> [Dataset excerpts]:
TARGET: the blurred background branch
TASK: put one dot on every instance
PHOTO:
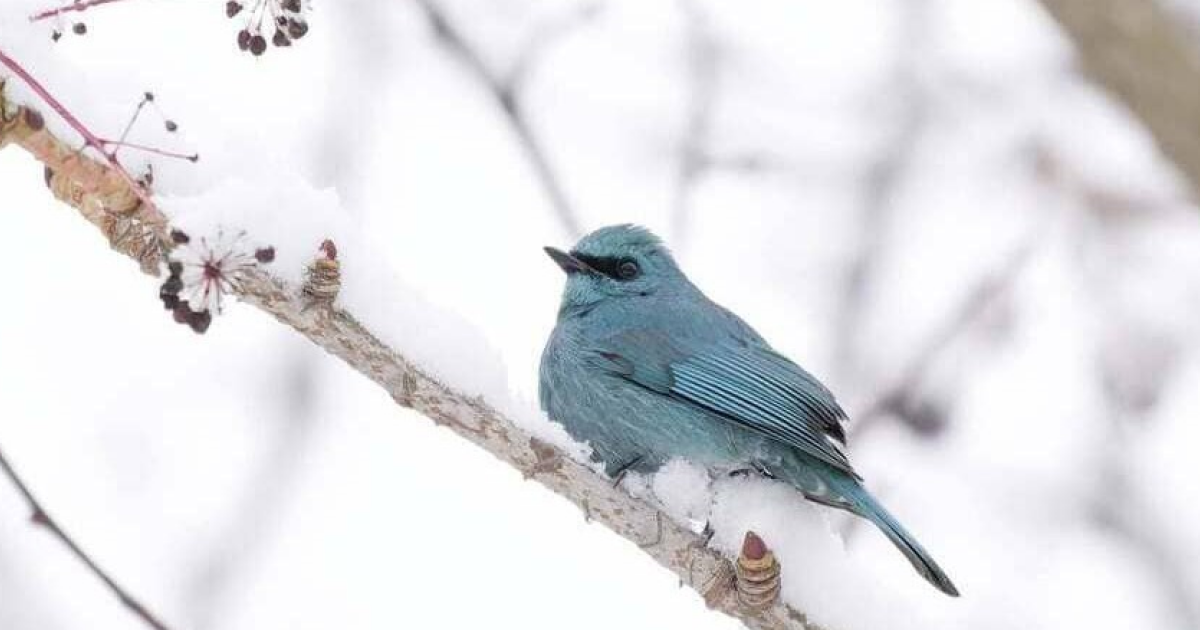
(507, 91)
(42, 519)
(1143, 55)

> [Your objective]: A word-for-word copy of the entries is needed, with no pictures in it.

> [Solved exercise]:
TARGET: the blurred background branch
TASK: put one dot on every instance
PHOTO:
(507, 91)
(42, 519)
(1143, 55)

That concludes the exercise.